**TASK DIRECTIONS**
In full and without change, transcribe the records below.

== SUPPLIED DATA ==

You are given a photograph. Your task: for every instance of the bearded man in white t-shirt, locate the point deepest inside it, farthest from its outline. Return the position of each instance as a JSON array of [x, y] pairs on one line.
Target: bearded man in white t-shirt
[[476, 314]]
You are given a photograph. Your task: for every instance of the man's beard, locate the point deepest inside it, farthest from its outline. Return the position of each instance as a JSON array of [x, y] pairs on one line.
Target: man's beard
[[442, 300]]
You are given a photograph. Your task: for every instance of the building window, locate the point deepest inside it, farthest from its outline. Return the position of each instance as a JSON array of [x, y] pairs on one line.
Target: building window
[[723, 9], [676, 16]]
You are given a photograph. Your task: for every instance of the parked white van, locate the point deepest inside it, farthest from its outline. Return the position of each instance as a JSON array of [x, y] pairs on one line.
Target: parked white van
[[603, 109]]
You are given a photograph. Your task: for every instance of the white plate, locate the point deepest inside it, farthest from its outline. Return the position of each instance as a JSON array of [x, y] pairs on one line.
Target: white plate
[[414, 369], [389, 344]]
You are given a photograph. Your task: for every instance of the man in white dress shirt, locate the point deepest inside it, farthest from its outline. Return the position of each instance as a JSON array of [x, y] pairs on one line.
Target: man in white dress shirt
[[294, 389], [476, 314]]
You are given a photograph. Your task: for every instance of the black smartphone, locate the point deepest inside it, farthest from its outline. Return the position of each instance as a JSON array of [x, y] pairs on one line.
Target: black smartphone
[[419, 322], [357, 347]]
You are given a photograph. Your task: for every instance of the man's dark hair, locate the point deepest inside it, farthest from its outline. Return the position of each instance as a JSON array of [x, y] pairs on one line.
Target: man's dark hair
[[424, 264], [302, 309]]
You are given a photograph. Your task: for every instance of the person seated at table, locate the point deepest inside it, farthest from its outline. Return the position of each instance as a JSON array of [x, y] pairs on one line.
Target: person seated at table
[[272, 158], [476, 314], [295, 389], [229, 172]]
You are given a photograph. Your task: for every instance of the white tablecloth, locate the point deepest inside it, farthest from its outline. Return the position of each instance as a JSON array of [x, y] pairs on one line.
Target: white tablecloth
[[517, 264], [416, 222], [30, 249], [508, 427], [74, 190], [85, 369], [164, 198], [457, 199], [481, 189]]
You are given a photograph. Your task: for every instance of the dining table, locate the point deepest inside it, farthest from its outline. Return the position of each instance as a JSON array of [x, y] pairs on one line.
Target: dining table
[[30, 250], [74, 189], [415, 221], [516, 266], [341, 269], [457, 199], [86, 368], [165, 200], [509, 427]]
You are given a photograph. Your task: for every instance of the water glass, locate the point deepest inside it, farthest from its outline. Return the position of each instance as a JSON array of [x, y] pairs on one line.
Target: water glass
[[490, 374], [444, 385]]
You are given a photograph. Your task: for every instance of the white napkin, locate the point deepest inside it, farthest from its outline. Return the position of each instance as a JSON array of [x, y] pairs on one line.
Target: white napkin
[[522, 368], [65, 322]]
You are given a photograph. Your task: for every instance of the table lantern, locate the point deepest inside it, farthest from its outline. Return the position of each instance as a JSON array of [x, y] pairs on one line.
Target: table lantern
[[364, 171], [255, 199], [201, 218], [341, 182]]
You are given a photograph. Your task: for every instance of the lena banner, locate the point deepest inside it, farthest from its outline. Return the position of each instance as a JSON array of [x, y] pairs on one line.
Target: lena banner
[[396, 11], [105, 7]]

===

**TASK RESPONSE**
You are given a photograph. Your task: for every instance of the bearded man in white t-shirt, locate the point deepest inside it, farthest from its outline. Return the position of each instance as a JSON array of [x, y] pairs on one line.
Target: bearded man in white t-shirt
[[476, 314]]
You are given a photograph. Your task: for every instance of the man's beard, locate the point deepest inside it, farthest from its outline. Return the position of each instance as a JSON array of [x, y] pairs on one line.
Target: man's beard
[[442, 300]]
You are given a photograph. Your task: for every instance of the building window, locate the point deepest inside it, farthest from its outline. Return the position of each instance as a JSON array of [x, y] pairs on one line.
Target: building window
[[723, 9], [676, 16]]
You are given a photograph. Your task: for every instance of the parked white van, locate the point deepest inside it, farthest from its outline. Return the position of each instance as a JSON array of [x, y] pairs on one line.
Target: parked white van
[[603, 109]]
You are given a photograph. Your task: for every instance of the white plate, locate the point deepest inside it, farthest from its outline. Return the position of each instance as a JSON array of [x, y] pairs on one line.
Target: white plate
[[414, 369], [389, 344]]
You are given a photograph. Your task: for every instance of the man in white dress shirt, locate the point deepest inside it, farthest from its outline. Return the position of each instance as a JSON array of [x, y] pairs on one line.
Target: man in white dress shirt
[[294, 389], [476, 314]]
You are given a photograph. Your task: for every instance of the black smartphone, locate the point deepest inside it, farthest from its outline. Return the position of each instance as a JSON array of [x, y] pairs on one line.
Target: black smartphone
[[419, 322], [357, 347]]
You are given a photograph. Your task: for every instance of the man's dark hair, locate the point deepest inside it, farthest from its outline. Return the position of each instance as a JSON array of [x, y] pairs on one line.
Target: man's dark hair
[[424, 264], [302, 309]]
You are given a photograph. Your task: for every instance of the person seated at table, locate the point deepest inside it, farthest from its outline. Return the position of each instance as a JSON array of [x, y] pairs on one line.
Target: person seated at table
[[272, 158], [476, 314], [295, 389], [229, 172]]
You are given a photograph. Your task: for every instance of the white tablecloth, locate the point deepest inside it, farthest from its outline. Return the position of each instance as a JSON array of [x, y] pairs on one line.
Target: white tablecloth
[[517, 264], [416, 222], [30, 249], [508, 427], [74, 190], [85, 369], [164, 198], [457, 199], [481, 189]]
You are given a photograph. Your task: for every instance of the dining table, locate the point deepest inside it, farthest from its outline. Return the position of each instance as a JSON array of [x, y] pairs on one line.
Target: dining table
[[30, 250], [74, 189], [415, 221], [516, 266], [341, 269], [457, 199], [86, 368], [165, 200], [509, 427]]
You are given a photograph. Your task: for every instance of the water glass, locate the point deepest inside it, farthest from its outline. Return the position of each instance as a JSON array of [x, y] pairs on one line.
Target: water glass
[[490, 374], [444, 385]]
You are given a photograph. Your task: for every instance of the white napkin, locate the point deepest inside it, farthest from its outline. Return the position of each instance as a JSON array of [x, y] pairs on one line.
Target: white napkin
[[522, 368], [65, 322]]
You are given a photograph. Your task: for every instance of the table lantern, locate the point deepest inside it, farthest from its outline. Return the position of each instance as a JSON array of [x, y] pairs on one line.
Target: table lantern
[[364, 171], [255, 199], [201, 218], [341, 182]]
You are given a photograph. Your task: for every instance of the lena banner, locate the point deepest inside it, farthest from its outline. Return the position of each instance as a JSON array of [x, y] pairs on one line.
Target: lena banner
[[396, 11], [105, 7]]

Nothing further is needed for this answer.